■ **Stated goal**:
Starting at the line containing "Mark one point per instance of the overcast" and ending at the last of the entries, write out every line again, requests included. Shift each number in the answer coordinates up by 38, and leave the requests and their format samples unchanged.

■ **Exercise materials**:

## BEGIN

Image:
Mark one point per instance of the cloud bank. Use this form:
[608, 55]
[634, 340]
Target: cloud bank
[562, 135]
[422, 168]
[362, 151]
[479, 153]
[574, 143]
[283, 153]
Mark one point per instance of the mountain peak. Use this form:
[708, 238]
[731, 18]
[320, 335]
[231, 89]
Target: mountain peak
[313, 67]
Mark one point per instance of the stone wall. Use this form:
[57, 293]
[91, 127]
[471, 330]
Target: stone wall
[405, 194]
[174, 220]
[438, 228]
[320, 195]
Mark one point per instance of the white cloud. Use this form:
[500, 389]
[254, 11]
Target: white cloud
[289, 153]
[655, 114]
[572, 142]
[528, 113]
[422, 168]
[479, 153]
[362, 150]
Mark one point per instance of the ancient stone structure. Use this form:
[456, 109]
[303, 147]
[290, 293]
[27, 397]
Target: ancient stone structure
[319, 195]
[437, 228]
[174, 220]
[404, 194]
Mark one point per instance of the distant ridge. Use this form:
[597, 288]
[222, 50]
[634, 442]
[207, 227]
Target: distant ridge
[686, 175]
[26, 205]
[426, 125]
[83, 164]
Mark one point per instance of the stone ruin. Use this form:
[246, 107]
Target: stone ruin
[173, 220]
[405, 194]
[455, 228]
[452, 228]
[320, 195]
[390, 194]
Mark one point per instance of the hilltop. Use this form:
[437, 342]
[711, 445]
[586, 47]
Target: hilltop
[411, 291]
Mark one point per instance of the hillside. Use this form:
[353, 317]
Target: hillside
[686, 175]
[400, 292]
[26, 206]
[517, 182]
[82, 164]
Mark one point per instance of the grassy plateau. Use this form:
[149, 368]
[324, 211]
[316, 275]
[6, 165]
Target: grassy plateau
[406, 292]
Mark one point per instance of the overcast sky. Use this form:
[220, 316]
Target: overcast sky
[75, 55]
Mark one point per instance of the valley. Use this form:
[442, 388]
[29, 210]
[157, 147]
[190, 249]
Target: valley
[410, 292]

## END

■ **Answer for the task**:
Mark one point per instance of the overcast sky. Use this form:
[220, 316]
Target: overcast sky
[113, 93]
Mark one point per instance of the valley. Use this form:
[442, 388]
[29, 210]
[157, 147]
[190, 249]
Target: valley
[448, 330]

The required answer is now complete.